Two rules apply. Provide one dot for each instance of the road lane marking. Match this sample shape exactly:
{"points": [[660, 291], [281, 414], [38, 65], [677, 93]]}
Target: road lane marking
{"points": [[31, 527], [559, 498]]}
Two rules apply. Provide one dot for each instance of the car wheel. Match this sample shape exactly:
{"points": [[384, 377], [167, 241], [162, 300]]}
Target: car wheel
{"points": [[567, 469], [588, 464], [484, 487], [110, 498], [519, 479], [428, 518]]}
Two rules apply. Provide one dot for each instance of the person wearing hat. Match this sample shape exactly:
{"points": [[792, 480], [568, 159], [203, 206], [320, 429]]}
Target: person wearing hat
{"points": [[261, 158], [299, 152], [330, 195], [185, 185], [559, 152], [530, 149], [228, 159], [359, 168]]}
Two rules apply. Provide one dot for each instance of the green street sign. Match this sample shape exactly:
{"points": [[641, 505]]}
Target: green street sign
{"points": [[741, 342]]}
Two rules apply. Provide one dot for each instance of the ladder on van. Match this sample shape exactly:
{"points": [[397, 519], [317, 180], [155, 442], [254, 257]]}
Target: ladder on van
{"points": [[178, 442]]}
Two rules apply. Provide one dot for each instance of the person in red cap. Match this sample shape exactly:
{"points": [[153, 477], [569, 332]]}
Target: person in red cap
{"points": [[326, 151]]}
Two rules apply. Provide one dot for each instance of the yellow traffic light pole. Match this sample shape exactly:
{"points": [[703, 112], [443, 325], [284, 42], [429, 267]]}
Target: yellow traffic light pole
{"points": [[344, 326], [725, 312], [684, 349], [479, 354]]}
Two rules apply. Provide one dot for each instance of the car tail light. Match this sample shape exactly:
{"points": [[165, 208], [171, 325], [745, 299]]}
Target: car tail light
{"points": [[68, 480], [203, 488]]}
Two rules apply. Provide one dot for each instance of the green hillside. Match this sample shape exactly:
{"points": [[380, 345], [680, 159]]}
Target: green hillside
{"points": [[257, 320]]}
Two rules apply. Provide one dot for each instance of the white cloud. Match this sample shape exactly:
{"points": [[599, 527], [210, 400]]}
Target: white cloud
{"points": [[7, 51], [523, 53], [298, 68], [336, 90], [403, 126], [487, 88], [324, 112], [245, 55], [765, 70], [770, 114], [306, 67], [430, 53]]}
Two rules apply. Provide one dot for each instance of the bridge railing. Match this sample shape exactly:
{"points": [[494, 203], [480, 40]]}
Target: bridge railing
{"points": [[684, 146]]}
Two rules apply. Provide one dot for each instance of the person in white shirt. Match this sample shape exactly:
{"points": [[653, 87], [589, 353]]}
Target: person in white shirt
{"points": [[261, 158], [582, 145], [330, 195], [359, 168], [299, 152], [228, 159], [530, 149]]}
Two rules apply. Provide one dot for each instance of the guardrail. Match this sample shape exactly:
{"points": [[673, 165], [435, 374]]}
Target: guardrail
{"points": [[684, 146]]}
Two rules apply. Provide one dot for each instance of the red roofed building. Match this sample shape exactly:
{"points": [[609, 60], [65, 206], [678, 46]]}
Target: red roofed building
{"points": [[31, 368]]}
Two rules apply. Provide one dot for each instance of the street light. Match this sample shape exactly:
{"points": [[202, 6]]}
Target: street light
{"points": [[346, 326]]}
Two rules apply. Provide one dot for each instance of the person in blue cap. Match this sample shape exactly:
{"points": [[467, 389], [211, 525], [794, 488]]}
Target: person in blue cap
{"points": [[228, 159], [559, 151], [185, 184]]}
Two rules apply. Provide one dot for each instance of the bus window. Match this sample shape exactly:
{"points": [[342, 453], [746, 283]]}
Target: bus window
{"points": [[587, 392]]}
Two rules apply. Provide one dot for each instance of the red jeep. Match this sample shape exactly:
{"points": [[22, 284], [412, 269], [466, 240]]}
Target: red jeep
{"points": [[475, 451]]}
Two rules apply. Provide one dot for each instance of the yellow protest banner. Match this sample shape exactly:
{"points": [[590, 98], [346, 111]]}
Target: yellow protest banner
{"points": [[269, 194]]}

++++++

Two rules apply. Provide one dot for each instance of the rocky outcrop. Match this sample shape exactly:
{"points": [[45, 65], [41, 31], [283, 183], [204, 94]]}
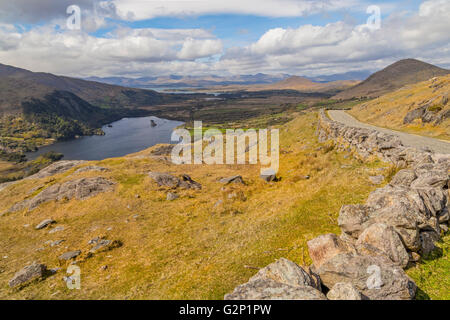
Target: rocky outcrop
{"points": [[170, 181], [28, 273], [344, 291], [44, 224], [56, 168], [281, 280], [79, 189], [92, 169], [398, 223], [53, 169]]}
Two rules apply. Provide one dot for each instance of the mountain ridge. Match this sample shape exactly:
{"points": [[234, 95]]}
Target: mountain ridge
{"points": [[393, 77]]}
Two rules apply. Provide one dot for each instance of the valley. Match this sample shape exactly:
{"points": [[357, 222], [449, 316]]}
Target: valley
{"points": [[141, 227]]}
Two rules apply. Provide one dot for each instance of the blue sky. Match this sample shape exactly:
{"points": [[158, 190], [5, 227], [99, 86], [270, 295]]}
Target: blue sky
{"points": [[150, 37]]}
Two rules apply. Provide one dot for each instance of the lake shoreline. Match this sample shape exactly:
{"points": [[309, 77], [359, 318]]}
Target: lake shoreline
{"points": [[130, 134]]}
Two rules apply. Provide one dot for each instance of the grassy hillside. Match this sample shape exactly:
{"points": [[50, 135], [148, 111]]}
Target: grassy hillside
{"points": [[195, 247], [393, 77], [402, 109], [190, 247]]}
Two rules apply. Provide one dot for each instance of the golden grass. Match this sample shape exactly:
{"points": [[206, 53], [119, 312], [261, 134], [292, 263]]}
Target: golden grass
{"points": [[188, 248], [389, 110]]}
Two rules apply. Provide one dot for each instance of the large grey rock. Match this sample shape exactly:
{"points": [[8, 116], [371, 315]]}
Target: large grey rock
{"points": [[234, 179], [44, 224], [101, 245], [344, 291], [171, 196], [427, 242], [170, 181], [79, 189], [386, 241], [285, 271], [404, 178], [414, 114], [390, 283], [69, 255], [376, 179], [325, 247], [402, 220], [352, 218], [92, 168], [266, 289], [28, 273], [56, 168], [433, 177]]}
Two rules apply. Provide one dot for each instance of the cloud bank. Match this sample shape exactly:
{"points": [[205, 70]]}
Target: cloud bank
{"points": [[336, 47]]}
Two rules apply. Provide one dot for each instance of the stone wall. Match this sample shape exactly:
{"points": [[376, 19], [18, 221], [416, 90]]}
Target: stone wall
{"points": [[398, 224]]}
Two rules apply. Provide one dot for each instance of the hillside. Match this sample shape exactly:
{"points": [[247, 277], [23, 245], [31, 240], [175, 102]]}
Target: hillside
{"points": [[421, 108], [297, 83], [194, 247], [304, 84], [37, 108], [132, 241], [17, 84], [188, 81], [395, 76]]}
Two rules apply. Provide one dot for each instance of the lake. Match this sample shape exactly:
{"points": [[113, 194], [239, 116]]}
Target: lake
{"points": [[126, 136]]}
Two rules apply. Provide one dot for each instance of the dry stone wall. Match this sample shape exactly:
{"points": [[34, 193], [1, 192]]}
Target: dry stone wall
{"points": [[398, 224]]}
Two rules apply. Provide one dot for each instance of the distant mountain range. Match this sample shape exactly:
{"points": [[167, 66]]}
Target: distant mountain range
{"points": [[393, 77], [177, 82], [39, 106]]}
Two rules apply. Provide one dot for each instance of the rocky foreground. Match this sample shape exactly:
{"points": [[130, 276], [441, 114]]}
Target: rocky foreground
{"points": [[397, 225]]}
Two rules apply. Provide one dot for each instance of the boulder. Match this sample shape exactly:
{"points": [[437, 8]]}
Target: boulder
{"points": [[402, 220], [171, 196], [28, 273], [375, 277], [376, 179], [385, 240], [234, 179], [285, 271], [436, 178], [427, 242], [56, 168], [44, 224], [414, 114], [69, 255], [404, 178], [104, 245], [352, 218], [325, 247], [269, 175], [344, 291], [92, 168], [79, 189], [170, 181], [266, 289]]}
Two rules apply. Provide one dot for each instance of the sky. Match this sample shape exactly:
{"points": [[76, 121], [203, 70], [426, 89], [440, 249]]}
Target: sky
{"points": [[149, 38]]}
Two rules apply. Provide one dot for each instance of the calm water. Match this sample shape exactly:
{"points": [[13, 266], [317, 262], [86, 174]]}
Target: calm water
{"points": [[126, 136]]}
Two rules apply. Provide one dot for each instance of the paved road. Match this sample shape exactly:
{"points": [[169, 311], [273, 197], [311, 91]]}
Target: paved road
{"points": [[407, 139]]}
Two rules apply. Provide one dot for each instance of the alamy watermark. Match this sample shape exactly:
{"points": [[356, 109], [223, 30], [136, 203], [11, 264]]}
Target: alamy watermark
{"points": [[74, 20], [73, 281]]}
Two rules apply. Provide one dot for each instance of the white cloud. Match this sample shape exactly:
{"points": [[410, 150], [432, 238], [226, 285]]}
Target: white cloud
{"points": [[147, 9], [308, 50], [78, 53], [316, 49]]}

++++++

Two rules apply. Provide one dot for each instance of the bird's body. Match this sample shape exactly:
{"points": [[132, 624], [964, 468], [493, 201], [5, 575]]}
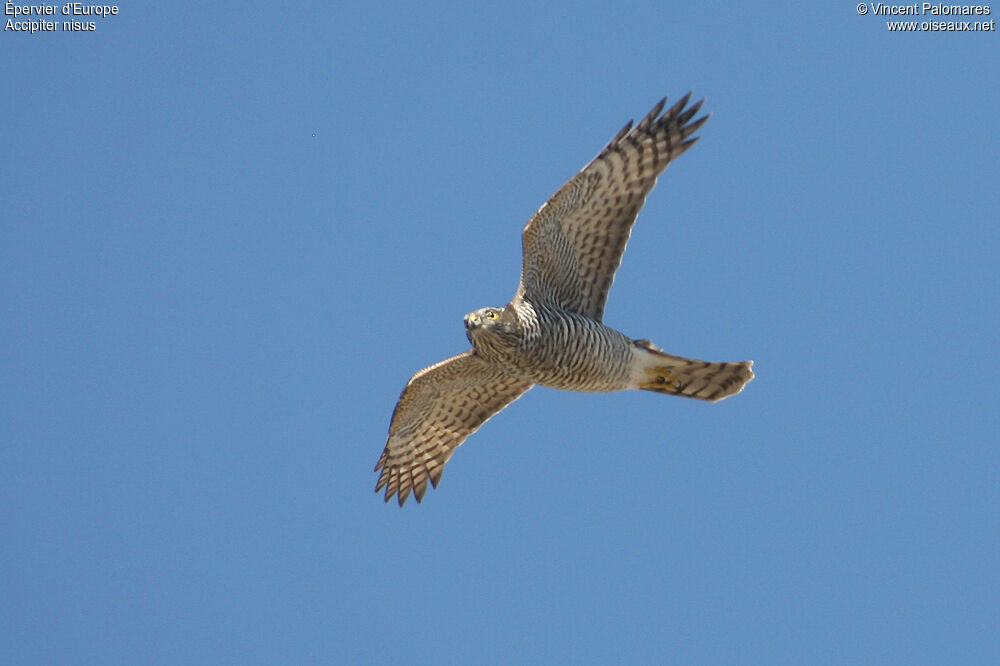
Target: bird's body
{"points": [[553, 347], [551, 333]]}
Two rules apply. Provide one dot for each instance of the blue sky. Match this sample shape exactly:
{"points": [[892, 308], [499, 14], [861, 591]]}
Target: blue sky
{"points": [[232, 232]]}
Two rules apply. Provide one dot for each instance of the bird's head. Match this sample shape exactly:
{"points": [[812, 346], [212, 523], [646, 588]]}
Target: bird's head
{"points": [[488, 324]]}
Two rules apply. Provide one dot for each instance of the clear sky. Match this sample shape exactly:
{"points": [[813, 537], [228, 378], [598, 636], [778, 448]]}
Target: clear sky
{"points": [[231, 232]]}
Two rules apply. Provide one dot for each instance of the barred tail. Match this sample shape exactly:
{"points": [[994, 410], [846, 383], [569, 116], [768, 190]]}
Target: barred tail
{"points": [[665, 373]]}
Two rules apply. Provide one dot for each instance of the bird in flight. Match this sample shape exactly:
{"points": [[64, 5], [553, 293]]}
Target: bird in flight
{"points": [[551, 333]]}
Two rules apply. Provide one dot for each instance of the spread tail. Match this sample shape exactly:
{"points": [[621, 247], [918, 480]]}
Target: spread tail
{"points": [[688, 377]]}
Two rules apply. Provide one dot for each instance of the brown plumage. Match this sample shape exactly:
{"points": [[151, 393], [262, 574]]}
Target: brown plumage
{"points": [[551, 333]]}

++++++

EXERCISE >> Return every line of the material above that contains the word "wheel".

RIGHT ANSWER >>
Two rules apply. Provide one dot for each instance of the car wheel. Match this sample shape exactly:
Target: car wheel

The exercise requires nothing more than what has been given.